Large Language Models (LLMs) like Gemini and GPT aren’t just text generators anymore. Researchers are exploring how they can be used for numerical optimisation and even for controlling robots with plain language instructions. It’s a surprising crossover of math, language, and robotics.

#1 LLMs as Optimisers

Optimisation is at the heart of machine learning e.g. adjusting parameters to minimise a loss function. Traditional methods like gradient descent have been used for decades.

But what if an LLM could take on this role?

In a recent DeepMind paper, researchers asked Gemini 1.5 to perform optimisation tasks. Given problem descriptions, sample values, and previous attempts, the LLM had to propose the next candidate solution step by step.

The surprising result: Gemini outperformed standard algorithms in low dimensions (2–3) and remained competitive even in 8 dimensions, all while providing reasoning for each choice.

#2 Robots That Follow Language Prompts

The paper also explored a more playful domain: robot arms trained to play table tennis.

- [Data provided]
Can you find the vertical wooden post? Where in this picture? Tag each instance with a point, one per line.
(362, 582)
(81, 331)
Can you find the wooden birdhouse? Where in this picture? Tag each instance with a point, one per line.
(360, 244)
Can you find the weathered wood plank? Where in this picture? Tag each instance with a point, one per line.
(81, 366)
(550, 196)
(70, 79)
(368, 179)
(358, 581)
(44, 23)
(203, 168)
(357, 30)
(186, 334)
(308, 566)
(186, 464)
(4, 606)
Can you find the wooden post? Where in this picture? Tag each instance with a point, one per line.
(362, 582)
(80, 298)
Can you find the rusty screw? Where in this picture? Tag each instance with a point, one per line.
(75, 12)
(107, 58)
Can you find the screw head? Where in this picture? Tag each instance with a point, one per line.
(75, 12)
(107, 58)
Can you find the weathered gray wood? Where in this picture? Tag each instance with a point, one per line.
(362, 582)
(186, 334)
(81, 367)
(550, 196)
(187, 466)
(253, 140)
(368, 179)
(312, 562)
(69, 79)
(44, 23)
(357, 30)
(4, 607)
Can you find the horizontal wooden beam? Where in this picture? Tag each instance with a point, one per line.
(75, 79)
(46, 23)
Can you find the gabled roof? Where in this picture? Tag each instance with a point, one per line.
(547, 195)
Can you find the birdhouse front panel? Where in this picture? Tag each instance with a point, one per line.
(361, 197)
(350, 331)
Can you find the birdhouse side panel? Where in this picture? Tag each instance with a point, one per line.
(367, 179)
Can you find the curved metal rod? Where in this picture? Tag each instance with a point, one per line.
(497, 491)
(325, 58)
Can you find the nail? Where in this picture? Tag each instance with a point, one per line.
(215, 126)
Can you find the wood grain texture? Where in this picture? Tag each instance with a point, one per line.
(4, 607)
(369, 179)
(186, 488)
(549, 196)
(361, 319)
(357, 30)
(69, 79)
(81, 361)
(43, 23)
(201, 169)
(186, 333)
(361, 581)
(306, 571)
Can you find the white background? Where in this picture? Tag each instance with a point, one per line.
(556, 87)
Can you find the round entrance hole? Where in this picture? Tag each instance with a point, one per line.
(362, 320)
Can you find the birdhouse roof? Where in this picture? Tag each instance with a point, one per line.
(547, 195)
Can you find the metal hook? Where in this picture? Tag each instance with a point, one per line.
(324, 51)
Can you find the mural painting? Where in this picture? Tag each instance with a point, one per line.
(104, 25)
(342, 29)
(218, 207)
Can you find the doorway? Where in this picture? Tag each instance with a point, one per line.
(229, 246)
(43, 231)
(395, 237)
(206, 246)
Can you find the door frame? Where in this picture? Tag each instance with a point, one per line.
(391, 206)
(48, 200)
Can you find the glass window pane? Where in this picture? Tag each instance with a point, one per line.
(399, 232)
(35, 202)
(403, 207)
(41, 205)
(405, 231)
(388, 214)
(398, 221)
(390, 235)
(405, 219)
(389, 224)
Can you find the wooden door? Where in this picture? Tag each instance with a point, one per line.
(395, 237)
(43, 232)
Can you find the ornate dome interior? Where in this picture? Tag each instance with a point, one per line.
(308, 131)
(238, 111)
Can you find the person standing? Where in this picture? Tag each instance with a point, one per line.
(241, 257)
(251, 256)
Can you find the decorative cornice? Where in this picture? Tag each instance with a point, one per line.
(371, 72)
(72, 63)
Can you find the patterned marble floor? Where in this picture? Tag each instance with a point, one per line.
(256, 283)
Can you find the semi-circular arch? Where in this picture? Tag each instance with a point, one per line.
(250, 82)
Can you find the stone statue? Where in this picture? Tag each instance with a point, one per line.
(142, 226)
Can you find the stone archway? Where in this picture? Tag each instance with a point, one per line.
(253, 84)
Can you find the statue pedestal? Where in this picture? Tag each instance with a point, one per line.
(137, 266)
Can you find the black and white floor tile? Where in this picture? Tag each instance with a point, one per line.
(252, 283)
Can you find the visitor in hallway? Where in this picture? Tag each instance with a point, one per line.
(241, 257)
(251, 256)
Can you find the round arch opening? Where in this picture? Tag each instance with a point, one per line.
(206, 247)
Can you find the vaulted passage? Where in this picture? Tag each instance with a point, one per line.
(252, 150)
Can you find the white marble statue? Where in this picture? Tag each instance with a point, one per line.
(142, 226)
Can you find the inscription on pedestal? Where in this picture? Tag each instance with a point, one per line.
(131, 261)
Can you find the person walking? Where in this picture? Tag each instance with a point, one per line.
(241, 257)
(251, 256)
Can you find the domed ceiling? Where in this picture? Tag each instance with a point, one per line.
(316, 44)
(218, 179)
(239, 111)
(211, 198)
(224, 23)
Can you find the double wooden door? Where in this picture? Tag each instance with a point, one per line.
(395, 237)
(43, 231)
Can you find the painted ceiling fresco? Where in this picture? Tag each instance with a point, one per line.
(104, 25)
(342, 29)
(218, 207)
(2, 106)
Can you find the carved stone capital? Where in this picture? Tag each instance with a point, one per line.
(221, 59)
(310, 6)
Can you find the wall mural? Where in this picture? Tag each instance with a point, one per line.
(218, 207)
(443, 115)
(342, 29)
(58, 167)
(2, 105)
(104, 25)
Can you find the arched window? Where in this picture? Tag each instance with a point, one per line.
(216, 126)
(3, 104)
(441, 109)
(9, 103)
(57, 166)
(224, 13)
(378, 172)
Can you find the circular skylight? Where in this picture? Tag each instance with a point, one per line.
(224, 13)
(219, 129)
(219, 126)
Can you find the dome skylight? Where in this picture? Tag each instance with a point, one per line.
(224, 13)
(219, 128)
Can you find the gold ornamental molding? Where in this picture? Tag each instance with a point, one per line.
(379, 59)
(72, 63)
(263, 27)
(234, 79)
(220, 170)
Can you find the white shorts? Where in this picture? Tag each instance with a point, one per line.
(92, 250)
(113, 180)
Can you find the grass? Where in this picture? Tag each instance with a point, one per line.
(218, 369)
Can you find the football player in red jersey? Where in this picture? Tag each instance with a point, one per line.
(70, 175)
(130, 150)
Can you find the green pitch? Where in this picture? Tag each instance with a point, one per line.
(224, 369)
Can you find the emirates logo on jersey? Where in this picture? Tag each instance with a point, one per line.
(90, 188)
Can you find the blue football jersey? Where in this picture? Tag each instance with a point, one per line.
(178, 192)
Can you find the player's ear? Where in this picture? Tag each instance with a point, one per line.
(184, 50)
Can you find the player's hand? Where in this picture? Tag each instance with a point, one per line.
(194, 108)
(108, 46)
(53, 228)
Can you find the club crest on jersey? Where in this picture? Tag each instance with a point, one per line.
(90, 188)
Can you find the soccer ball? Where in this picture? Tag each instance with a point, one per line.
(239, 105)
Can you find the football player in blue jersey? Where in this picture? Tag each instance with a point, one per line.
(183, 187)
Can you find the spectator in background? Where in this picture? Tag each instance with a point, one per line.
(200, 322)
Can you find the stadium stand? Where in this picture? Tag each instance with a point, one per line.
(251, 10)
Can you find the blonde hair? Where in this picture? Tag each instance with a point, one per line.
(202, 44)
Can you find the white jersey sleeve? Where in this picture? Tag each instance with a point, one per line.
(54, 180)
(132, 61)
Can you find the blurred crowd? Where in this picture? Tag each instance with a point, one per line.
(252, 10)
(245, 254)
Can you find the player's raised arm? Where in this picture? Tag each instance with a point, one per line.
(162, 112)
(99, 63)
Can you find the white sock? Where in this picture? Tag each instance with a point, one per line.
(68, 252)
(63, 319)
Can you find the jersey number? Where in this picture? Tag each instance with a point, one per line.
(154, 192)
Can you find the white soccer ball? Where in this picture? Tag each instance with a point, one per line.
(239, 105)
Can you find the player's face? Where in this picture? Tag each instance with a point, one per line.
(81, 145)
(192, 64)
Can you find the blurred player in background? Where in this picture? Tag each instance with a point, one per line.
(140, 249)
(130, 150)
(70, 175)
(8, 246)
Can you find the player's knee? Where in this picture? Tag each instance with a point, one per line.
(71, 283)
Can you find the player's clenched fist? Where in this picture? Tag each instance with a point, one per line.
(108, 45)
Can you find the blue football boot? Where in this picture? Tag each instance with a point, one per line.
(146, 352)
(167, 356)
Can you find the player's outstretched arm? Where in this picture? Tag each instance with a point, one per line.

- [Task objective] Copy out the passage on language models in optimization and robotics, word for word and in full.

- [Solution to this problem]
Large Language Models (LLMs) like Gemini and GPT aren’t just text generators anymore. Researchers are exploring how they can be used for numerical optimisation and even for controlling robots with plain language instructions. It’s a surprising crossover of math, language, and robotics.

#1 LLMs as Optimisers

Optimisation is at the heart of machine learning e.g. adjusting parameters to minimise a loss function. Traditional methods like gradient descent have been used for decades.

But what if an LLM could take on this role?

In a recent DeepMind paper, researchers asked Gemini 1.5 to perform optimisation tasks. Given problem descriptions, sample values, and previous attempts, the LLM had to propose the next candidate solution step by step.

The surprising result: Gemini outperformed standard algorithms in low dimensions (2–3) and remained competitive even in 8 dimensions, all while providing reasoning for each choice.

#2 Robots That Follow Language Prompts

The paper also explored a more playful domain: robot arms trained to play table tennis.